▸ **EXERCISE DIRECTIONS**:
Copy out all the records, word for word.

Records of labeled points
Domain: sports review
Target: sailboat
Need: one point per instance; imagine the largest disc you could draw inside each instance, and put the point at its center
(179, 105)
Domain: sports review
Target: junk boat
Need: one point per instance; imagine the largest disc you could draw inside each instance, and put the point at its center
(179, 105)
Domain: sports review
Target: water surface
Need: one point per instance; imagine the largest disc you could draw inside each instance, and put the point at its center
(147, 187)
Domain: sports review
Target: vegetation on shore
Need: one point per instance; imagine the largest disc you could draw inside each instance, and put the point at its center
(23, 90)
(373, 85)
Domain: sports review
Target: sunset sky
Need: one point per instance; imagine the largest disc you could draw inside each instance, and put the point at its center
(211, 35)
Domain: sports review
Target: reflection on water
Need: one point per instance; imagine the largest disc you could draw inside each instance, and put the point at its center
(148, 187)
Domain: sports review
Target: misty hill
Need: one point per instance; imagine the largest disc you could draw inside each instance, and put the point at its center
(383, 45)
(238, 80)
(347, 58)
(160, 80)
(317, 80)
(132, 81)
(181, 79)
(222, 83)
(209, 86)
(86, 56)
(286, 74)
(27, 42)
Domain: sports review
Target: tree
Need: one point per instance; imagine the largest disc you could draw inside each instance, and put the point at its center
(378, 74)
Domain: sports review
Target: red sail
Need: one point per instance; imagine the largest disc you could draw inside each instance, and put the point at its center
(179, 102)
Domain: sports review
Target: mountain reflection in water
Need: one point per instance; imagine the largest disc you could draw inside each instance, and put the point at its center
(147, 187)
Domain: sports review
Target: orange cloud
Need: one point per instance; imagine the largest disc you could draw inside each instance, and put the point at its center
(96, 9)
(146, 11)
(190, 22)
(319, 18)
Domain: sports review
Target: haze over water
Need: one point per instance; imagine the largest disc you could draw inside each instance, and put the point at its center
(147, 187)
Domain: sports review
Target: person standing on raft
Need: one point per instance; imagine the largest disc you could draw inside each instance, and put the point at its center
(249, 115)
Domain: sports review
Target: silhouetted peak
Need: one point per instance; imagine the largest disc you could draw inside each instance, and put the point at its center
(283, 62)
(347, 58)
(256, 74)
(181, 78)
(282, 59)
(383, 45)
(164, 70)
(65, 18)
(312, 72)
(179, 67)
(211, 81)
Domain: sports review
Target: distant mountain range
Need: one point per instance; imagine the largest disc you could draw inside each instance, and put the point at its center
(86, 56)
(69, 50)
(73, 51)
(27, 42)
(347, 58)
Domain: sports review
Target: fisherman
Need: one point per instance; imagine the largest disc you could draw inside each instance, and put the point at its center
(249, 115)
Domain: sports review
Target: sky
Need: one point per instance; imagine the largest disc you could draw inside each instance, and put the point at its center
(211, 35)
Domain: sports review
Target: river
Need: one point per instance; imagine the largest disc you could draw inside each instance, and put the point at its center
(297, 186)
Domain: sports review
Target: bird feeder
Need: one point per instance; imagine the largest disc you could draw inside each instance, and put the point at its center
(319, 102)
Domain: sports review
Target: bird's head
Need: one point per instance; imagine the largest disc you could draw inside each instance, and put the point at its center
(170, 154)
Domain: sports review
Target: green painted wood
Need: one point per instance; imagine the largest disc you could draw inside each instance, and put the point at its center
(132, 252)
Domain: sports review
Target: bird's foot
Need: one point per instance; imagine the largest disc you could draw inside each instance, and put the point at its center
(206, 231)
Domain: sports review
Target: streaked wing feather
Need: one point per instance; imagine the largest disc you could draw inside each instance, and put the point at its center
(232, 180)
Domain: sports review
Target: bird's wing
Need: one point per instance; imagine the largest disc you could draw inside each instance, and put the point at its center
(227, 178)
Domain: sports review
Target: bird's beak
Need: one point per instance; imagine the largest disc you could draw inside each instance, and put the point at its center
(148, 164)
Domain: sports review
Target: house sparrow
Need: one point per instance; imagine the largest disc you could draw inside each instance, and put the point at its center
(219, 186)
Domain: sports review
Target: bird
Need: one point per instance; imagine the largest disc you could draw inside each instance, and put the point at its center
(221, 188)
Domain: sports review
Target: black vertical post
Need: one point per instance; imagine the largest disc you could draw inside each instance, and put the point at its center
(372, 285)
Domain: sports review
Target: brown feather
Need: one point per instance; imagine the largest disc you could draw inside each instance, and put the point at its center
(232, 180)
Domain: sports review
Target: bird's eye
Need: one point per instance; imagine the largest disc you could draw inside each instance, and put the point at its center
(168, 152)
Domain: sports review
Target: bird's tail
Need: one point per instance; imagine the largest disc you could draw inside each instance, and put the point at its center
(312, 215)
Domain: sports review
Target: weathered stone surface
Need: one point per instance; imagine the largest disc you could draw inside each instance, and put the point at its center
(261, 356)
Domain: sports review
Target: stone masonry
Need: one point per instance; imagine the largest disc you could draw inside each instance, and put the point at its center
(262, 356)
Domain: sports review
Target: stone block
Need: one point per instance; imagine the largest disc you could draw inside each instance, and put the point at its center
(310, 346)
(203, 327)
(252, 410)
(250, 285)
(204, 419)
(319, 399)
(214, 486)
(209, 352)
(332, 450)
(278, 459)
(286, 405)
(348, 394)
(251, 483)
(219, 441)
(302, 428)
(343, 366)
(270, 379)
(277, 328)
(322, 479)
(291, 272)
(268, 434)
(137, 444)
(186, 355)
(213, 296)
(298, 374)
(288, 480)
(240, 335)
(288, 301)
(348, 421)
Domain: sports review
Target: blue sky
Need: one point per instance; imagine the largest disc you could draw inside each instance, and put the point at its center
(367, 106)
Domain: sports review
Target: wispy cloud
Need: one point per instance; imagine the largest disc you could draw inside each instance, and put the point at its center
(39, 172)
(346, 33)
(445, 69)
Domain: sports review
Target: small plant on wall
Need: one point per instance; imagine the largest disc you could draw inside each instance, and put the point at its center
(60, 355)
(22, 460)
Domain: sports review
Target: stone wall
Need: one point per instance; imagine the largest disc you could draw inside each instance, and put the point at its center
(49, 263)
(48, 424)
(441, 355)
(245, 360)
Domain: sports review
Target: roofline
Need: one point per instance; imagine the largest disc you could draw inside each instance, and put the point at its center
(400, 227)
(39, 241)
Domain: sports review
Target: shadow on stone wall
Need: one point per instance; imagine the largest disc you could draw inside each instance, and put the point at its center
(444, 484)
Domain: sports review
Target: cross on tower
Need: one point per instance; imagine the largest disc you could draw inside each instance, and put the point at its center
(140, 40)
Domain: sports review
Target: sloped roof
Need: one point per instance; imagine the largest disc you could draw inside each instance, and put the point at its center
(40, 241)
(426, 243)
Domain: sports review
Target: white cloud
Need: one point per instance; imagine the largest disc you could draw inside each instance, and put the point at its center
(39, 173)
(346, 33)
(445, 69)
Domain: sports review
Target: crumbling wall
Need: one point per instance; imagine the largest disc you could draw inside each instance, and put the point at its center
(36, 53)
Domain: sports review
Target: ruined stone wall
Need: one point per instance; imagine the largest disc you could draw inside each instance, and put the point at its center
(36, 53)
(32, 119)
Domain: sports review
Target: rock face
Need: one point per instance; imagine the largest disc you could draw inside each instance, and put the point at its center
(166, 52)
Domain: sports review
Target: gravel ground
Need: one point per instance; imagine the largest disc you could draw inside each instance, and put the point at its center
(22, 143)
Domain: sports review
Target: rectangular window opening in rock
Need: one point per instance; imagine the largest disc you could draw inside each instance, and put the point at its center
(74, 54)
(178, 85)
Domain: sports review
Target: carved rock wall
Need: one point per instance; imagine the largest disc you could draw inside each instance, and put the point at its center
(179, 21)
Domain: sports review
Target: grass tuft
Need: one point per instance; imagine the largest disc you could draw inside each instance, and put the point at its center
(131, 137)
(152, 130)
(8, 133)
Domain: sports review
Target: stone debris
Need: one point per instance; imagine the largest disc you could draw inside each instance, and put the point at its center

▸ **RESULT**:
Domain: sports review
Target: sailboat
Need: one point per instance; imagine the largest disc you could draw inside each instance, and put the point at its center
(179, 105)
Domain: sports review
Target: junk boat
Need: one point per instance; imagine the largest disc you could draw inside each instance, and put the point at its center
(179, 105)
Domain: sports review
Target: water surface
Need: one point per instance; imagine the largest disc you could draw inside each instance, and put the point at its center
(147, 187)
Domain: sports review
Target: vegetation on shore
Need: one point per instance; imagine the largest disc you could draw inside each instance, and put the point at its center
(23, 90)
(373, 85)
Domain: sports review
Target: sunset sky
Need: one point per instance; imagine the largest disc you could draw inside each instance, and put the point at its center
(211, 35)
Domain: sports review
Target: reflection on water
Need: one point per instance; imagine the largest disc you could draw inside each instance, and put the point at its center
(148, 187)
Domain: sports review
Target: misty hill
Need: one point per instance; imagine the largest disc you could draw inside each instance, and put the point at its center
(383, 45)
(238, 80)
(347, 58)
(160, 80)
(317, 80)
(132, 81)
(181, 79)
(222, 83)
(209, 86)
(86, 56)
(286, 74)
(27, 42)
Domain: sports review
Target: tree
Need: one point per instance; imagine the largest disc you could draw inside each instance, and put the point at its center
(378, 74)
Domain: sports review
Target: red sail
Need: one point per instance; imagine the largest disc you could draw inside each instance, and put the point at its center
(179, 102)
Domain: sports review
Target: mountain reflection in water
Need: one point per instance; imagine the largest disc you could draw inside each instance, and put the point at its center
(147, 187)
Domain: sports review
Target: orange cloud
Need: one point per instance; imagine the largest disc you could draw inside each instance, and put the point at its center
(96, 9)
(146, 11)
(190, 22)
(319, 18)
Domain: sports review
Target: haze over water
Need: one point per instance; imagine the largest disc you could draw inside each instance, and put the point at its center
(147, 187)
Domain: sports review
Target: person standing on raft
Need: one point per instance; imagine the largest disc you could draw inside each instance, and put the point at its center
(249, 115)
Domain: sports review
Target: silhouetted peak
Need: one point per instance; imagine the largest disc you could draw inside each instance, and put the point at its center
(283, 62)
(347, 58)
(256, 74)
(181, 78)
(282, 59)
(383, 45)
(164, 70)
(65, 18)
(312, 72)
(179, 67)
(211, 81)
Domain: sports review
Target: distant mountain range
Need: one point per instance; imagine the largest disc you could draw inside each instance, and put the point at its center
(86, 56)
(69, 50)
(73, 51)
(27, 42)
(347, 58)
Domain: sports review
Target: fisherman
Need: one point per instance; imagine the largest disc you could draw inside each instance, and put the point at its center
(249, 115)
Domain: sports review
Target: sky
Need: one point per instance; imagine the largest disc you could draw inside each instance, and put the point at its center
(211, 35)
Domain: sports review
Target: river
Need: one point per instance; imagine the largest disc you could draw inside each instance, and put the point at its center
(297, 186)
Domain: sports review
Target: bird feeder
Need: one point per instance; imagine the largest disc you could draw inside each instance, and put the point at its center
(319, 102)
Domain: sports review
Target: bird's head
Need: one point per instance; imagine the largest disc you could draw inside each instance, and put the point at its center
(170, 154)
Domain: sports review
Target: green painted wood
Need: one point per instance; imagine the largest disc you could draw inside each instance, and put the point at its center
(132, 252)
Domain: sports review
Target: bird's foot
Need: one point per instance; imagine the largest disc you could draw inside each instance, and put the point at its center
(206, 231)
Domain: sports review
Target: streaked wing feather
Need: one point per instance; imagine the largest disc you could draw inside each instance, and put the point at its center
(232, 180)
Domain: sports review
Target: bird's wing
Need: one point per instance; imagine the largest disc you could draw inside each instance, and put the point at its center
(227, 178)
Domain: sports review
Target: bird's beak
Need: one point per instance; imagine the largest disc you could draw inside each instance, and put the point at its center
(148, 164)
Domain: sports review
Target: house sparrow
Need: one point per instance; imagine the largest disc you could draw inside each instance, and put the point at its center
(219, 186)
Domain: sports review
Target: bird
Need: one point per instance; imagine the largest disc you could draw inside each instance, and put the point at its center
(221, 188)
Domain: sports review
Target: black vertical post
Need: one point per instance; imagine the largest disc you could draw inside each instance, and put the point at its center
(372, 285)
Domain: sports review
Target: brown feather
Need: one point per instance; imagine the largest disc you could draw inside each instance, and put the point at its center
(232, 180)
Domain: sports review
Target: bird's eye
Need: one point per instance; imagine the largest disc you could draw inside each instance, and put the point at its center
(168, 152)
Domain: sports review
Target: bird's tail
Need: one point per instance; imagine the largest disc you could draw inside each instance, and put the point at its center
(312, 215)
Domain: sports review
Target: weathered stone surface
Need: one point per instance; imagine the largest disc you could draw inside each instance, and put the point at its center
(261, 356)
Domain: sports review
Target: stone masonry
Need: one point per instance; imagine the largest disc you could draw inside each instance, and put the point at its center
(262, 356)
Domain: sports review
Target: stone block
Need: one point per instance; imagine the largest disc you could draw inside each instance, and put the point at its center
(310, 346)
(203, 327)
(252, 410)
(250, 285)
(204, 419)
(319, 399)
(214, 486)
(209, 352)
(332, 450)
(278, 459)
(286, 405)
(348, 394)
(251, 483)
(219, 441)
(302, 428)
(343, 366)
(270, 379)
(277, 328)
(322, 479)
(291, 272)
(268, 434)
(137, 444)
(186, 355)
(213, 296)
(298, 374)
(288, 480)
(240, 335)
(288, 301)
(348, 421)
Domain: sports review
Target: blue sky
Need: one point per instance; imagine the largest disc you could draw inside each instance, and put the point at its center
(367, 106)
Domain: sports review
Target: wispy cloud
Need: one point per instance; imagine the largest disc you could draw inside each instance, and put the point at its center
(39, 172)
(346, 33)
(445, 69)
Domain: sports review
Target: small plant on wall
Need: one point per instance; imagine the largest disc you could draw inside each instance, and put the point at its center
(60, 355)
(22, 460)
Domain: sports review
Target: stone wall
Need: one point per instance; imagine the largest disc you could draw inside each instance, and put the point at its center
(49, 263)
(48, 424)
(441, 355)
(245, 360)
Domain: sports review
Target: roofline
Need: one point per instance; imagine the largest disc you could draw inside each instance, and put the point at its center
(400, 227)
(39, 241)
Domain: sports review
Target: shadow on stone wall
Need: one point per instance; imagine the largest disc you could draw inside each instance, and put the point at its center
(444, 484)
Domain: sports review
Target: cross on tower
Need: one point per instance; imagine the largest disc you could draw inside each instance, and put the point at its center
(140, 40)
Domain: sports review
Target: sloped roof
Need: one point per instance; imagine the largest disc you could draw inside each instance, and put the point at its center
(40, 241)
(426, 243)
Domain: sports review
Target: white cloud
Need: one point per instance; imagine the largest disc you could draw inside each instance, and put the point at its center
(39, 173)
(346, 33)
(445, 69)
Domain: sports review
Target: crumbling wall
Need: one point per instance; imagine the largest disc you could draw inside each instance, and put the point at its center
(36, 53)
Domain: sports review
Target: ruined stone wall
Need: one point per instance; imagine the largest disc you could draw inside each instance, and put the point at its center
(36, 53)
(32, 119)
Domain: sports review
Target: rock face
Need: one point per instance; imagine the largest disc you could draw inside each instance, and put the point at its center
(166, 52)
Domain: sports review
Target: gravel ground
Need: one point per instance; imagine the largest disc you could draw inside each instance, and put the point at its center
(22, 143)
Domain: sports review
Target: rectangular window opening in rock
Need: one point per instance; imagine the largest disc you could draw inside each instance, and put the point at its center
(74, 54)
(178, 85)
Domain: sports review
Target: carved rock wall
Need: one point per instance; imagine the largest disc you could draw inside each instance, and put the point at its center
(179, 21)
Domain: sports review
Target: grass tuft
Need: one point per instance; imagine the largest disc you could draw inside each instance, and put the point at its center
(131, 137)
(152, 130)
(8, 133)
Domain: sports review
Target: stone debris
Need: one point per instance; imagine the largest disc you could draw inside each instance, and put the point at its center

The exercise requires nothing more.